Steven Salaita writes in a guest column for Informed Comment
Dressing Like a Terrorist
Like many others, I was dismayed to learn of the two imams wearing traditional Muslim garb who were forcibly removed a couple of weeks ago from an airplane that was to carry them to a conference on Islamophobia (the irrational fear of Islam!). The clothing of the passengers who were removed from a Delta/ASA flight in Memphis, Masudur Rahman and Mohamed Zaghloul, apparently frightened other passengers and upset one of the pilots, who refused to fly with them on board. This act of bigotry was condemned in some quarters, but not everywhere. The Delta/ASA pilot and the frightened passengers have received support from numerous voices among the American commentariat.
The situation was a clear-cut case of ethnic profiling. On this everybody has to agree if they are being honest with themselves. I have been reading commentaries about the case with much interest. One argument in particular keeps arising: the notion that Rahman and Zaghloul deserve what happened to them because they dressed like terrorists. The reasoning goes like this: Muslims commit terrorism; Muslims look a certain way; a certain look thus portends the possibility of terrorism. In short, those who appear to be Muslim are worthy of extra scrutiny because they are more likely to be terrorists than other people.
The belief that Muslims are more likely than others to commit terrorism, however, is a myth. Europol reports that in 2010, out of 249 acts of terrorist violence in Europe, only 3 were attributable to Muslim extremists. Then there is the issue of what constitutes “Muslim” dress. Since the 1.5 billion Muslims in the world live everywhere from Sao Paolo to Djakarta and Johannesburg to Tashkent, they do not exactly have a prescribed uniform. Then, some of what Americans think is “Muslim” fashion isn’t. Bigots bother the poor Sikhs all the time for wearing a turban and tunic. Even Rahman and Zaghloul wore different types of clothing on the day they were profiled.
Here I’d like to focus on this notion of “dressing like a terrorist,” a phrase that has the peculiar intimation of a fashion statement. There is no quantifiable evidence to show that dress is a predictor of any sort of behavior, especially the behavior of terrorism. What we’re dealing with in the Rahman and Zaghloul case is an overwrought imagination that associates political violence what I call the terrorist costume.
The terrorist costume is a simulated reality, circulated in Hollywood and countless news broadcasts, that evokes a causal relation between appearance and action. The terrorist costume is familiar to nearly all Americans: a thick beard, an ashen robe, brown skin, sandals holding dirty feet, and some sort of headgear, usually a turban (Sikh style, of course). The terrorist wearing this costume often sports a Qu’ran, so the audience can be certain that he is a Muslim.

**Material provided**

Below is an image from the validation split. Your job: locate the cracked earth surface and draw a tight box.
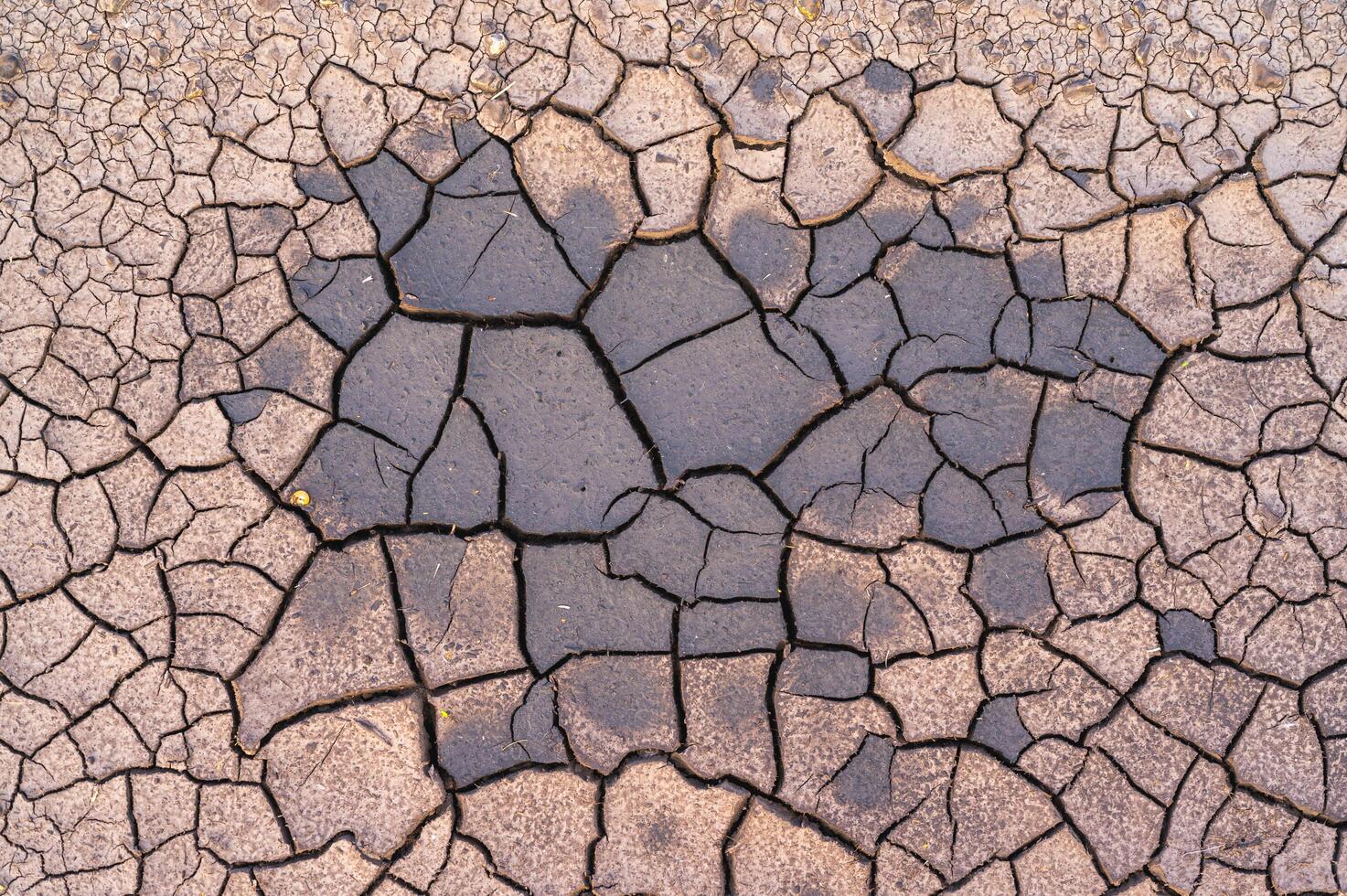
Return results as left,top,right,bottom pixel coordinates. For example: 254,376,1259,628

**What the exercise asks**
List every feature of the "terrorist costume" that the essay on dressing like a terrorist gives after the words "familiar to nearly all Americans."

**Solution below**
- a thick beard
- an ashen robe
- brown skin
- sandals holding dirty feet
- some sort of headgear, usually a turban